(EXERCISE PROMPT): Render every line of the items below as a Markdown table with the columns "Row" and "Line", numbering each row and leaving out any blank lines.

(Coordinate annotation items):
——
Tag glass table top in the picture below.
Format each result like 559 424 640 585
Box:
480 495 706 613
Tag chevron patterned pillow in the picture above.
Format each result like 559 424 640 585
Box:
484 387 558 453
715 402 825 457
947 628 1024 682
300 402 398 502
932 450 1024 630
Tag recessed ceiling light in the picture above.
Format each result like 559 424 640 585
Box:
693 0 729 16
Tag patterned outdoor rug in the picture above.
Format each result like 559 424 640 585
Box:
——
(WRITTEN ANSWER):
| Row | Line |
|---|---|
| 1 | Tag glass table top in the picture below. |
| 2 | Format each result like 559 424 640 585 |
| 3 | Box: |
| 4 | 480 495 706 613 |
| 5 | Tag chevron patterned pillow in the picture above. |
| 6 | Format each result like 559 424 640 585 |
| 7 | Box: |
| 8 | 484 387 558 453 |
| 9 | 715 402 825 457 |
| 10 | 947 628 1024 682 |
| 11 | 300 402 398 502 |
| 12 | 932 450 1024 630 |
| 13 | Tag recessed ceiling light in the picture above. |
| 14 | Format each result like 559 424 640 585 |
| 15 | Box: |
| 16 | 693 0 729 16 |
| 17 | Tag patterned outdoor rug in the picture above. |
| 18 | Format each result like 559 424 640 585 |
| 19 | Box: |